• Exercise description:
Copy out the comment thread about Cantor's blackface and the film scene in full, with no changes.

• Source extract:

-*-*-


    What’s fascinating about his blackface is the way he deals with it as a mere mask. He doesn’t “act negro” or go into dialect the way Jolson does. Moreover he acknowledges it as a mask. In Ali Baba Goes To Town he has a scene where he interacts with a group of “Africans” by corking-up — right on screen — and going into the film’s big number “Swing is Here To Sway.” There’s no guile to his disguise.

  2. Yes, to give them some credit, there’s no pretense that the disguise is anything other than silly. What makes the scene sort-of acceptable is the way wrongness is piled on wrongness: nudity, sexism, blackface, camp, miniaturization…

  3. And then there’s the perfect pre-code line: “O Death where is thy sting? I don’t care cause I’ve seen everything!”

  4. David Boxwell Says:

    “Goin’ to Heaven on a Mule” in WB’s WONDER BAR (34) is a whole epic of Jolson wrongness.

  5. David Boxwell Says:

    I’m pretty sure that’s Lucille Ball at 0:17 in the clip, just after Cantor ends his “rap” intro. She’s missing a tooth, poor thing.

  6. David Boxwell Says:

    What was the deal with Berkeley’s dwarf fetish?!

  7. Probably just uneven teeth, in those pre-perfection days of dental waywardness.

-*-*-

• The data:
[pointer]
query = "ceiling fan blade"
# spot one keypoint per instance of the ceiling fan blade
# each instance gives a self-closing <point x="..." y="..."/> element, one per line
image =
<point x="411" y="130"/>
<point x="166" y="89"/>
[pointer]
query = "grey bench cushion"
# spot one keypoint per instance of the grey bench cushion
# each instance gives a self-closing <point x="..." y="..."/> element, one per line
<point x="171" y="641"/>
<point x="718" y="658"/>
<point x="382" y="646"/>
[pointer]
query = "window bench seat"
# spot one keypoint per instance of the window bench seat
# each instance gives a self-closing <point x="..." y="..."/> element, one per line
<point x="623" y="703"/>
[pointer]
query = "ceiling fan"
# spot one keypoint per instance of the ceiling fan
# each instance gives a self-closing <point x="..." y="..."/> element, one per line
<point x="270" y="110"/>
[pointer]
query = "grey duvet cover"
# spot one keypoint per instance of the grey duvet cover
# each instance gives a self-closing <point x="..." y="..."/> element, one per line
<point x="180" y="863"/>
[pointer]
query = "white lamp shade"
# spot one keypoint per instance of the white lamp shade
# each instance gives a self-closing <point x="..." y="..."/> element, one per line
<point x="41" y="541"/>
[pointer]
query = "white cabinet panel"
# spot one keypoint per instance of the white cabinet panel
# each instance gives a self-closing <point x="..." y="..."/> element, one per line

-*-*-

• Written response:

    What’s fascinating about his blackface is the way he deals with it as a mere mask. He doesn’t “act negro” or go into dialect the way Jolson does. Moreover he acknowledges it as a mask. In Ali Baba Goes To Town he has a scene where he interacts with a group of “Africans” by corking-up — right on screen — and going into the film’s big number “Swing is Here To Sway.” There’s no guile to his disguise.

  2. Yes, to give them some credit, there’s no pretense that the disguise is anything other than silly. What makes the scene sort-of acceptable is the way wrongness is piled on wrongness: nudity, sexism, blackface, camp, miniaturization…

  3. And then there’s the perfect pre-code line: “O Death where is thy sting? I don’t care cause I’ve seen everything!”

  4. David Boxwell Says:

    “Goin’ to Heaven on a Mule” in WB’s WONDER BAR (34) is a whole epic of Jolson wrongness.

  5. David Boxwell Says:

    I’m pretty sure that’s Lucille Ball at 0:17 in the clip, just after Cantor ends his “rap” intro. She’s missing a tooth, poor thing.

  6. David Boxwell Says:

    What was the deal with Berkeley’s dwarf fetish?!

  7. Probably just uneven teeth, in those pre-perfection days of dental waywardness.